Extract to read –
---------------
Verizon makes Rogers Wireless look good. I remain unsurprised.

Just when you get to thinking maybe, just maybe, things in the cell phone market can’t reach a higher level of ridiculous, some corporate yuck’s gotta walk in and set you straight. In this case, Verizon’s more than happy to do that to me. A lady saw a miscellanious $4.19 charge for, apparently, local calls. When she called to have it explained, she was escentially told to get a lawyer and suppoena. She did one better and went solo to a judge, who escentially slappd Verizon with an order to turn over a complete and itemized bill. Oh yeah, and recommended Verizon be fined about $1000 for escentially being a collective bunch of idiots. And customers of theirs wonder why it is my default response when they tell me is I’m sorry. Wonder no more–just please for the love of anything holy, get a real carrier if such an annimal exists.

Reason number 8792 why not to buy your electronics at Staples.
---------------
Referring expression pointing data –
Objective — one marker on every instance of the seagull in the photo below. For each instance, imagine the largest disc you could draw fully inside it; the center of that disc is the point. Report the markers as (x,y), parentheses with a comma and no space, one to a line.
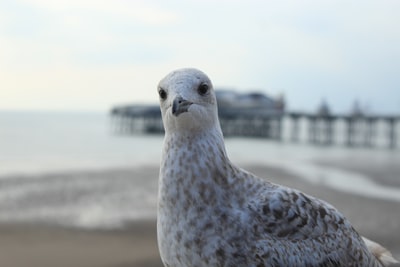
(213,213)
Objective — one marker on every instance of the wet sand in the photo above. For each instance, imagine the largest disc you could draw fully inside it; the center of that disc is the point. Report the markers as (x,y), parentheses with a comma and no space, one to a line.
(136,245)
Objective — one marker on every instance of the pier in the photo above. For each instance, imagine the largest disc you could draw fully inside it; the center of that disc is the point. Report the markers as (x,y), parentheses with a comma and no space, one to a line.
(324,130)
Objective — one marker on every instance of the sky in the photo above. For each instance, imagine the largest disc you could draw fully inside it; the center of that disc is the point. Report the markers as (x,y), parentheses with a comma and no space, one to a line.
(89,55)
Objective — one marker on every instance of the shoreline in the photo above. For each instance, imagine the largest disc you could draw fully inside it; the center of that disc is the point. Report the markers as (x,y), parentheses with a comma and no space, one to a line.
(135,243)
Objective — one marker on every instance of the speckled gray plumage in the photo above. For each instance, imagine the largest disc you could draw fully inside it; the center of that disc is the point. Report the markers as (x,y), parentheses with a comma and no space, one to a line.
(212,213)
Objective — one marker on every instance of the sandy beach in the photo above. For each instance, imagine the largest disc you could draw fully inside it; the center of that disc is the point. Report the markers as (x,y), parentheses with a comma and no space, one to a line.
(135,244)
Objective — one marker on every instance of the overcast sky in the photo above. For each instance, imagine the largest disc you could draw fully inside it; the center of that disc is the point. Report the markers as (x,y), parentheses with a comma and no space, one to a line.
(92,54)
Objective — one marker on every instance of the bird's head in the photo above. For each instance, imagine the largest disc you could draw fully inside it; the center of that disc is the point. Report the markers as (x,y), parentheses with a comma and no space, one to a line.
(187,101)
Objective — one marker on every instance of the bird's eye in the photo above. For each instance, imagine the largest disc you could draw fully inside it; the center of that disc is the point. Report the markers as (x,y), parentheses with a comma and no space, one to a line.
(203,89)
(162,93)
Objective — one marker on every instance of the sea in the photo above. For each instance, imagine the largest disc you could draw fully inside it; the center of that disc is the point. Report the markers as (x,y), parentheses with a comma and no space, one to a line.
(74,169)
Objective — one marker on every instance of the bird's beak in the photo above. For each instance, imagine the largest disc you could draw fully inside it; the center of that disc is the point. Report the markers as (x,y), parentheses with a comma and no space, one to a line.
(180,105)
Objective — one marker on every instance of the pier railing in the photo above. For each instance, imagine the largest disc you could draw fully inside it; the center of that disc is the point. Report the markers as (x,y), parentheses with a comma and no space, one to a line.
(347,130)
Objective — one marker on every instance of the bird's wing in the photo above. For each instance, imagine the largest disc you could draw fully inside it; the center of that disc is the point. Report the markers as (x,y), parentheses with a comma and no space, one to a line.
(301,230)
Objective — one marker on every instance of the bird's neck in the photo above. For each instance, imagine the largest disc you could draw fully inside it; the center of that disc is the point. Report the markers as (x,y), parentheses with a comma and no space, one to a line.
(194,154)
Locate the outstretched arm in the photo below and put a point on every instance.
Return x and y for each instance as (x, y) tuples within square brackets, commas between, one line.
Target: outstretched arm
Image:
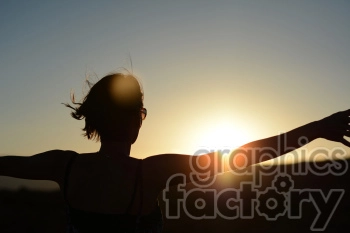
---------------
Tasks –
a. According to the post about Verizon, roughly how much did the judge recommend Verizon be fined?
b. Name every company that the post about Verizon mentions.
c. Reproduce the passage of the post about Verizon starting with "Just when you" and going on through "electronics at Staples.".
The records are separate material and have no connection to the post about Verizon.

Answer section –
a. About $1000.

b. Verizon, Rogers Wireless, Staples

c.
Just when you get to thinking maybe, just maybe, things in the cell phone market can’t reach a higher level of ridiculous, some corporate yuck’s gotta walk in and set you straight. In this case, Verizon’s more than happy to do that to me. A lady saw a miscellanious $4.19 charge for, apparently, local calls. When she called to have it explained, she was escentially told to get a lawyer and suppoena. She did one better and went solo to a judge, who escentially slappd Verizon with an order to turn over a complete and itemized bill. Oh yeah, and recommended Verizon be fined about $1000 for escentially being a collective bunch of idiots. And customers of theirs wonder why it is my default response when they tell me is I’m sorry. Wonder no more–just please for the love of anything holy, get a real carrier if such an annimal exists.

Reason number 8792 why not to buy your electronics at Staples.